Friday, 29 March 2024, 15:13

gaulislam edisi 197/tahun ke-4 (1 Ramadhan 1432 H/ 1 Agustus 2011)

 

Problem anak sekolah nggak jauh dari urusan belajar. Umumnya anak sekolah pada merinding kalau mendengar kosakata belajar. Lho? Bukannya belajar adalah tugasnya? Nggak juga anak sekarang mah. Bayangan yang ada di benak adalah buku-buku pelajaran tebal, rumus yang sulit, duduk manis di depan meja dan berbagai pikiran negatif lainnya. Belum lagi ancaman dan suara ortu yang menggelegar menyuruh kamu untuk belajar. Wuih, ini adegan belajar apa uji nyali sih? Pantes aja banyak yang pada bête kalau disuruh belajar. Masuk kamar bukannya buka buku malah buka fesbuk. Bukannya nulis PR malah nulis sms dan memperbarui status di FB. Bukannya menghafal rumus tapi malah ngapal lagu yang tertanam di memori ponsel. Walah, kapan pinternya?

Bro en Sis, kalau bukan dari kesadaran diri kamu sendiri memang belajar tuh berat terasa. Bukannya jadi pinter tapi malah menjadi beban tersendiri. Kalau tak segera dicari solusinya, bukan tak mungkin kamu malah jadi stres dan anti sama aktivitas belajar. Nah, biar kondisi ini tak berlarut-larut mending kamu baca tulisan ini sampai tuntas biar ada perubahan dalam diri kamu, at least dalam menyikapi belajar agar tak menjadi sesuatu yang menakutkan buatmu. Sip!

 

Benahi niat dulu

‘Belajar yang rajin biar pinter trus jadi dokter.’; ‘Belajar yang bener biar nilaimu bagus, gampang dapat kerjaan dan dapat gaji jutaan.’; ‘Belajar yang giat biar dapat ranking satu di kelas.’

Nah, ada nggak di antara kamu yang nggak didogma dengan kalimat-kalimat di atas? Pasti hampir semua pernah atau bahkan sering. Jadilah, niat belajar si anak diarahkan hanya sebatas pencapaian tujuan-tujuan duniawi semata. Tak heran bila tujuan duniawi itu tak tercapai, maka ortu akan marah dan kecewa karena menganggap cara belajar si anak tak mencapai hasil sesuai yang diharapkan.

*DATA*:
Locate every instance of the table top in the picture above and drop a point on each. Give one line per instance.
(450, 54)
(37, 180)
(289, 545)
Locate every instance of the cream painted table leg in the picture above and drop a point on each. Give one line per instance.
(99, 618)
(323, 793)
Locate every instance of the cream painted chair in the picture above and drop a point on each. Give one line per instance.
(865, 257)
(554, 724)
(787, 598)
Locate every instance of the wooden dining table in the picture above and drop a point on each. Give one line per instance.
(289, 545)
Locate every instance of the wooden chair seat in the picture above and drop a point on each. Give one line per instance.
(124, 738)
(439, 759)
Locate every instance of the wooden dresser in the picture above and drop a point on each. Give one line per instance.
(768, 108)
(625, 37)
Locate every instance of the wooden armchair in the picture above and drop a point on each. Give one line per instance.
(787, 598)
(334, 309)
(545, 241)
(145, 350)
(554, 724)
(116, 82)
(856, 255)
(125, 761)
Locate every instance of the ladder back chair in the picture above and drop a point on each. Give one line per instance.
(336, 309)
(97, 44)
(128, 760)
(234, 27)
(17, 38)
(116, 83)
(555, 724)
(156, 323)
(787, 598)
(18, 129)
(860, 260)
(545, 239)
...
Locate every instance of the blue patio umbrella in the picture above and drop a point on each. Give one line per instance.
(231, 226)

*DAFTAR TUGAS*:
(1) Menurut bacaan tentang belajar, apa yang dibuka anak sekolah ketika masuk kamar alih-alih membuka buku?
(2) Sebutkan semua hal yang menurut bacaan tentang belajar menjadi bayangan di benak anak sekolah ketika mendengar kosakata belajar.
(3) Teruskan bacaan tentang belajar sesudah kalimat terakhirnya.
Data tersebut tidak berperan dalam pengerjaan tugas ini.

*JAWABAN TERTULIS*:
(1) Fesbuk.

(2)
- Buku-buku pelajaran tebal
- Rumus yang sulit
- Duduk manis di depan meja
- Berbagai pikiran negatif lainnya

(3)
Bagi si anak, dia akan menterjemahkan kalimat dogma di atas dengan caranya sendiri. Akhirnya, menghalalkan segala cara menjadi kebiasaan. Mencontek saat ujian, misalnya. Ketika ditanya dengan entengnya dia menjawab bahwa mencontek itu adalah sarana membahagiakan ortu yang selalu menginginkan anaknya dapat nilai bagus tanpa peduli caranya halal atau haram. Niatnya bener tapi caranya salah. Maka tujuan yang bener tidak bisa dicapai dengan cara yang salah, misalnya mencontek.

Inilah yang nantinya menjadi cikal-bakal para koruptor di negeri ini. Oleh karena itu, ayo luruskan niatmu belajar mulai sekarang. Allah Swt. berfirman tentang keutamaan orang yang beriman dan berilmu: niscaya Allah akan meninggikan orang-orang yang beriman di antaramu dan orang-orang yang diberi ilmu pengetahuan beberapa derajat. (QS al-Mujaadilah [58]: 11)

Sobat muda muslim pembaca setia gaulislam, cukup ayat ini saja sebagai motivasi kita dalam belajar dan menuntut ilmu. Bila pun ada manfaat duniawi semisal nilai bagus, dapat pekerjaan enak dan gaji banyak maka itu adalah efek samping dan bukan menjadi tujuan utama dan terakhir.

Niatkan belajar untuk menjadi pintar karena Allah semata. Niat ini nanti berimbas pada tujuan kamu berikutnya. Belajar juga tidak melulu menghadap buku yang tebalnya sampai bisa bikin bantal. Belajar adalah saat kita mendapatkan sesuatu yang baru dari sebuah proses sehingga menjadikan kita sosok manusia yang lebih baik dan bijak.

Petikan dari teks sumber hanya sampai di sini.